TASK INSTRUCTIONS => Write out each line beneath this one exactly as it reads.

Dataset records about object locations =>
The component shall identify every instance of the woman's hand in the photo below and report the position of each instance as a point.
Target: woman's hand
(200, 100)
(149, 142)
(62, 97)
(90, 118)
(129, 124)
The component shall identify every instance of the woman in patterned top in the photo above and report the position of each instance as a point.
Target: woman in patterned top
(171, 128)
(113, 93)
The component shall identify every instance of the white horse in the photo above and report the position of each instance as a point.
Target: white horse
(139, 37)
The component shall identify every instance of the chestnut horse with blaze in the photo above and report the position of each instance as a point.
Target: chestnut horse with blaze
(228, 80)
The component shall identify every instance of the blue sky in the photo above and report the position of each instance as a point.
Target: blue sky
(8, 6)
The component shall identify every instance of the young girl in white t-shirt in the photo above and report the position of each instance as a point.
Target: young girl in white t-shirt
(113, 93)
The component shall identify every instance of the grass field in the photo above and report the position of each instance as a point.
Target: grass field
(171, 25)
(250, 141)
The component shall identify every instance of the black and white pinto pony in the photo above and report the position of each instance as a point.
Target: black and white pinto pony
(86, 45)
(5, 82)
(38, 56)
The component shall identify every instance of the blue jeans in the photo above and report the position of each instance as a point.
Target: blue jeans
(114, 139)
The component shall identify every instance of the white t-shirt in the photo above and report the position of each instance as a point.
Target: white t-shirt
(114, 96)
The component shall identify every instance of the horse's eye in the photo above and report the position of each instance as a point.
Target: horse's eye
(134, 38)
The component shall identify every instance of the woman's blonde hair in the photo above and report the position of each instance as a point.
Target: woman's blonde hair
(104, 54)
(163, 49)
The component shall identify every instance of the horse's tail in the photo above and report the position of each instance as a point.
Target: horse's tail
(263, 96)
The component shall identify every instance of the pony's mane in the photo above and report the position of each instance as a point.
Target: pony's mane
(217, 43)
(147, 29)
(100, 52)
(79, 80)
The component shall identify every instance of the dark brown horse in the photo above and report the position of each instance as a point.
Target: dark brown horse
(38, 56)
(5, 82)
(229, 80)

FINAL RESULT =>
The component shall identify every instance of the woman's hand in the photo below and report the position of each instance as a point.
Target: woman's hand
(200, 100)
(149, 142)
(62, 97)
(90, 118)
(129, 124)
The component shall identify every instance of the woman in patterned top in the photo above and report the position of each instance as a point.
Target: woman in patterned top
(171, 128)
(113, 93)
The component shall identify every instance of the white horse in the photo above and report the position of each instance as a point.
Target: white horse
(139, 37)
The component shall identify every instance of the chestnut horse with blaze in the photo above and report the position of each instance as a point.
Target: chestnut horse with blaze
(228, 80)
The component shall identify every instance of the blue sky in the photo above and report the position of each instance as a point.
Target: blue sky
(8, 6)
The component shall identify every instance of the young girl in white t-shirt in the photo above and report the position of each instance as a point.
Target: young girl in white t-shirt
(113, 93)
The component shall identify every instance of the grass field in the photo above and report the position of each instance as a point.
Target: grass field
(171, 25)
(250, 141)
The component shall identify every instance of the black and white pinto pony in the photo above and report the position of each instance as a point.
Target: black and white pinto pony
(86, 45)
(5, 82)
(38, 56)
The component shall identify every instance of the blue jeans in the photo above and report the position of each instance as a point.
Target: blue jeans
(114, 139)
The component shall identify every instance of the white t-shirt in the photo above and report the position of each instance as a point.
Target: white t-shirt
(114, 96)
The component shall identify every instance of the horse's eye in the photo above and report the position of each instance as a point.
Target: horse's eye
(134, 38)
The component shall identify every instance of the woman's blonde hair in the photo above and report the position of each instance as a point.
Target: woman's blonde hair
(104, 54)
(163, 49)
The component shall identify every instance of the horse's tail in the photo above and report the position of each instance as a point.
Target: horse's tail
(263, 96)
The component shall identify every instance of the pony's mane in the photo above and report the position of each instance as a point.
Target: pony's mane
(217, 43)
(147, 29)
(100, 52)
(79, 80)
The component shall identify every instance of the dark brown horse in the photo above and report the position of each instance as a point.
Target: dark brown horse
(38, 56)
(5, 82)
(229, 80)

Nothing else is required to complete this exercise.